Short problem: Convert the data below into a numbered list with one entry per line and no blank lines. Leave the pictures out.
Begin Data listing
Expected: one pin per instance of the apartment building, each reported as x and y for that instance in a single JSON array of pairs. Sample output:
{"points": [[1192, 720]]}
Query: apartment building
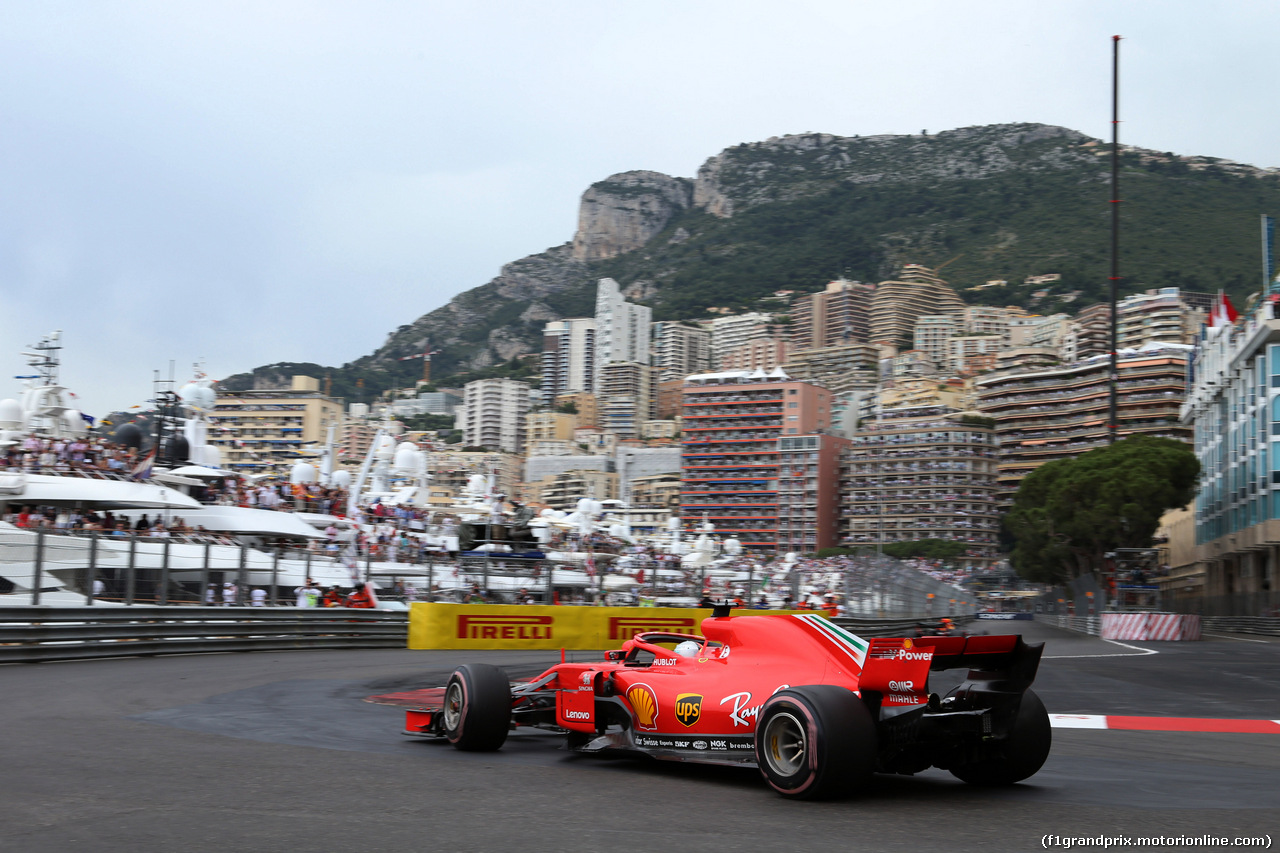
{"points": [[1089, 334], [568, 357], [563, 491], [739, 430], [933, 333], [766, 352], [897, 305], [256, 430], [549, 425], [1234, 413], [451, 470], [842, 368], [968, 355], [493, 414], [922, 473], [621, 328], [680, 350], [1057, 413], [1156, 315], [626, 397], [730, 333], [837, 315]]}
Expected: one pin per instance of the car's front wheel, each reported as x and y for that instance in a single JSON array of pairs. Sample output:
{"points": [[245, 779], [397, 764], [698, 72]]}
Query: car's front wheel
{"points": [[478, 707], [816, 742]]}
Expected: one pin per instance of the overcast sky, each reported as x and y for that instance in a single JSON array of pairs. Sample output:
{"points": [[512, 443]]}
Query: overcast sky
{"points": [[241, 183]]}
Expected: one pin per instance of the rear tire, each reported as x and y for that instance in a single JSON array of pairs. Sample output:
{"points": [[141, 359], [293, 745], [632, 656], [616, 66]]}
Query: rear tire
{"points": [[478, 707], [816, 742], [1020, 755]]}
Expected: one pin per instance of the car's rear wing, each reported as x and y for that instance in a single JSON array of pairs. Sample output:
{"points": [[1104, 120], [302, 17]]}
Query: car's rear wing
{"points": [[1002, 664]]}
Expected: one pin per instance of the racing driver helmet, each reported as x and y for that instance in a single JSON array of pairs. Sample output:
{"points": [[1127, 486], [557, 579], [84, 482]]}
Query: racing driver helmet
{"points": [[688, 648]]}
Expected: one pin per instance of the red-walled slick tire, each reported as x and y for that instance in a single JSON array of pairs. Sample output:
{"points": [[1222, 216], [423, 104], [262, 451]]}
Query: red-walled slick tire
{"points": [[816, 742], [478, 707]]}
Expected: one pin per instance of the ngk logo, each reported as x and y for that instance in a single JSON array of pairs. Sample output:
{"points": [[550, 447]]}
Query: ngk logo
{"points": [[504, 626], [627, 626]]}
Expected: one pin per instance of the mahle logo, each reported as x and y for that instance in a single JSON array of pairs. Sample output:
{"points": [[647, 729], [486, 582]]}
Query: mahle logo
{"points": [[689, 708]]}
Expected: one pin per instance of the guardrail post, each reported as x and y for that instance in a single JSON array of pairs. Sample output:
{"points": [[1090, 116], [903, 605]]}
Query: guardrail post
{"points": [[164, 574], [275, 575], [131, 576], [36, 570], [92, 569]]}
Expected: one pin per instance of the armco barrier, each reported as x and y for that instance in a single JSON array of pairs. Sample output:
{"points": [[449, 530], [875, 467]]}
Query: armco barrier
{"points": [[72, 633], [1260, 625], [543, 626]]}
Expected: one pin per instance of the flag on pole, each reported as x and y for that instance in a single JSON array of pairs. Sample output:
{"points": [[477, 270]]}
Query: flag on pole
{"points": [[1223, 313], [142, 470]]}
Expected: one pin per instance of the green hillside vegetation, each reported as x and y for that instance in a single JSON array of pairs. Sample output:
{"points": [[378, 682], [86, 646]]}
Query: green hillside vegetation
{"points": [[1000, 203], [1194, 231]]}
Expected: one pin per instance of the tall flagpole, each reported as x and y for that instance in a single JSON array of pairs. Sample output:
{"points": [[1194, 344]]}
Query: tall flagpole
{"points": [[1112, 410]]}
End Data listing
Written reply:
1. Expected: one pin per instance of the apartment building, each reported as x and y for that instance in a single JSON array of pairs. Sample output:
2. {"points": [[1192, 720]]}
3. Query: apartment building
4. {"points": [[1089, 334], [568, 357], [563, 491], [739, 430], [933, 333], [766, 352], [897, 305], [256, 430], [549, 425], [1234, 413], [451, 470], [842, 368], [968, 355], [493, 414], [922, 473], [621, 328], [680, 350], [1057, 413], [1156, 315], [626, 397], [730, 333], [837, 315]]}
5. Expected: one pin per instance of the car's front wheel, each reported as x and y for that instance in a single JSON array of pairs. Sample output:
6. {"points": [[245, 779], [397, 764], [698, 72]]}
7. Query: car's front wheel
8. {"points": [[478, 707], [816, 742]]}
9. Expected: one pin per instance of the overcast sky, each reported as x and y for that instance in a single JSON array of pairs. Sample output:
10. {"points": [[512, 443]]}
11. Query: overcast sky
12. {"points": [[241, 183]]}
13. Expected: one pin per instance of the rear tire, each reported as x and y for that instance in a single JSON array of pairs. Sample output:
14. {"points": [[141, 359], [293, 745], [632, 656], [616, 66]]}
15. Query: rear tire
16. {"points": [[478, 707], [816, 742], [1020, 755]]}
17. Expected: one pin per instance of the car's rear wing, each reported as x and y for that instance in a single JSON array of pairs. Sample output:
18. {"points": [[1104, 120], [302, 17]]}
19. Query: car's rear wing
20. {"points": [[1002, 664]]}
21. Expected: one pin per instance of the racing driver helmet, each reported as x and y for that instance in a single JSON array of pairs. Sample output:
22. {"points": [[1127, 486], [557, 579], [84, 482]]}
23. Query: racing driver helmet
24. {"points": [[688, 648]]}
25. Expected: one pin per instance of the red-walled slick tire, each reported as x and y for that instance in a single JSON array of pairs. Sample output:
26. {"points": [[1222, 216], [423, 104], [262, 451]]}
27. Query: red-walled slick tire
28. {"points": [[816, 742], [478, 707]]}
29. Expected: one pin per instance of the ngk logo, each reported as x and y for that instance in a single JSON array of pairs. Sample output:
30. {"points": [[550, 447]]}
31. Query: ngk logo
32. {"points": [[504, 626], [627, 626]]}
33. Expected: one pin per instance of the mahle logo, each reported as x and y for that instance in a single JSON array of pairs. Sample output:
34. {"points": [[647, 729], [486, 582]]}
35. Query: mahle logo
36. {"points": [[689, 708]]}
37. Expected: one pin per instance of the guardrail post, each reported as x and y for that instance in a single JSON array of pairs. Sample output:
38. {"points": [[1090, 116], [903, 605]]}
39. Query: guardrail post
40. {"points": [[164, 574], [275, 575], [131, 576], [36, 570], [92, 569]]}
41. Expected: one pin per instance of the armco barrier, each reported as x and y for that instance in a single JSON array of pairs. Sample output:
42. {"points": [[449, 530], [875, 467]]}
43. Query: armco barrier
44. {"points": [[72, 633], [1260, 625], [543, 626]]}
45. Expected: one pin per instance of the flag on pole, each reported as x and y for that instance in a single JSON array of pairs. Sample output:
46. {"points": [[477, 270]]}
47. Query: flag on pole
48. {"points": [[1223, 313], [142, 470]]}
49. Expected: one pin per instance of the green hillside vegetation, each reported as x and y for that instance in a single JSON array of pairs. Sample output:
50. {"points": [[378, 682], [86, 646]]}
51. Query: green hillside vegetation
52. {"points": [[1000, 203], [1194, 231]]}
53. Expected: one pin per instance of the tall flagpole, each reported as x and y for that instance in a single JSON array of pairs. Sample output:
54. {"points": [[1194, 344]]}
55. Query: tall flagpole
56. {"points": [[1112, 410]]}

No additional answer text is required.